• _WHAT TO WORK ON_:
Range to reproduce from the entries below: the line with "point: dark trousers", the line with "point: window |", and every line in between. Give them exactly and give nothing else.
== Segment start ==
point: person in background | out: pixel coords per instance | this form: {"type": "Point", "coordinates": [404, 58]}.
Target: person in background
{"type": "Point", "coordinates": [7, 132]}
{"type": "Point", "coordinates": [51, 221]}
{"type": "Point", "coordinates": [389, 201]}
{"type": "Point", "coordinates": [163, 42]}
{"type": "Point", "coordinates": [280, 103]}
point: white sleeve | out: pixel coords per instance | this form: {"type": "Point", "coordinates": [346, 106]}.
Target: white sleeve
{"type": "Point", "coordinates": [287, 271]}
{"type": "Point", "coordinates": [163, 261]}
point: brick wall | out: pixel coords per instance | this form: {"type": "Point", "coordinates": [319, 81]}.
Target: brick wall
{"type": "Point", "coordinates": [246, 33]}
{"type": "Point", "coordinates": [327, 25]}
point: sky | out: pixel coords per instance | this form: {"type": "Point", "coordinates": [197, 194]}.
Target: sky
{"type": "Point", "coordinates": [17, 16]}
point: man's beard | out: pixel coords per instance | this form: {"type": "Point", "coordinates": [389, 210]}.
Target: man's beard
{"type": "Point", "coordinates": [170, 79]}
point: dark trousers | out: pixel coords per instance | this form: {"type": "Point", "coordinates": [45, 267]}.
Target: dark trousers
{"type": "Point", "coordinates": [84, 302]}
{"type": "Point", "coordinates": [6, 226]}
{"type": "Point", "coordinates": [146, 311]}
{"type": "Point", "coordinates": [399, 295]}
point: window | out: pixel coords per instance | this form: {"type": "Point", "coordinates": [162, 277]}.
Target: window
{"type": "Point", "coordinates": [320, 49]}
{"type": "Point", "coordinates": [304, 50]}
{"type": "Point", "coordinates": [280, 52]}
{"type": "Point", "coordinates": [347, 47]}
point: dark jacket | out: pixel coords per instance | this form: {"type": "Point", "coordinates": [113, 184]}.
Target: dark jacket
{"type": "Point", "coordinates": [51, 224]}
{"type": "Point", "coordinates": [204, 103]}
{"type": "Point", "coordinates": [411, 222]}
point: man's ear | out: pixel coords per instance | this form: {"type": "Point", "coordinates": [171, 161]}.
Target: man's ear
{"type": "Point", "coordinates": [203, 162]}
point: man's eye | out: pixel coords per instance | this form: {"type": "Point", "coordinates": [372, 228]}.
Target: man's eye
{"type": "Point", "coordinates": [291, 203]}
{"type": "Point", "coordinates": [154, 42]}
== Segment end ==
== Segment start ==
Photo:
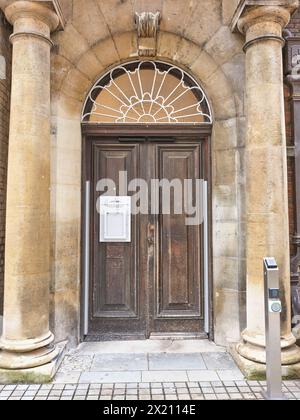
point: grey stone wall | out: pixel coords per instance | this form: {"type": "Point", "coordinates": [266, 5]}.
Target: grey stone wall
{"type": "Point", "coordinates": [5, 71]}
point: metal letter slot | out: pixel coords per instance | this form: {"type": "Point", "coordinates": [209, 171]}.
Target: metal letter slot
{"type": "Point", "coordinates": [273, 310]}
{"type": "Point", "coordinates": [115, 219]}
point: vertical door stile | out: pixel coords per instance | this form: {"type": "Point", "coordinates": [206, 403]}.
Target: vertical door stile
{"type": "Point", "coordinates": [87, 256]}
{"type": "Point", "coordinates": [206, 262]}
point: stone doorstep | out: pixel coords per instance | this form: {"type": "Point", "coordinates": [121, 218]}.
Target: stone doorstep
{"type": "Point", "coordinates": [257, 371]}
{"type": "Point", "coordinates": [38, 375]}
== Segment end ==
• _SOLUTION_:
point: dark trousers | out: pixel coords per instance | this form: {"type": "Point", "coordinates": [45, 267]}.
Target: dark trousers
{"type": "Point", "coordinates": [84, 302]}
{"type": "Point", "coordinates": [6, 226]}
{"type": "Point", "coordinates": [146, 311]}
{"type": "Point", "coordinates": [399, 295]}
point: window | out: pixel coords per instance | this form: {"type": "Point", "coordinates": [162, 277]}.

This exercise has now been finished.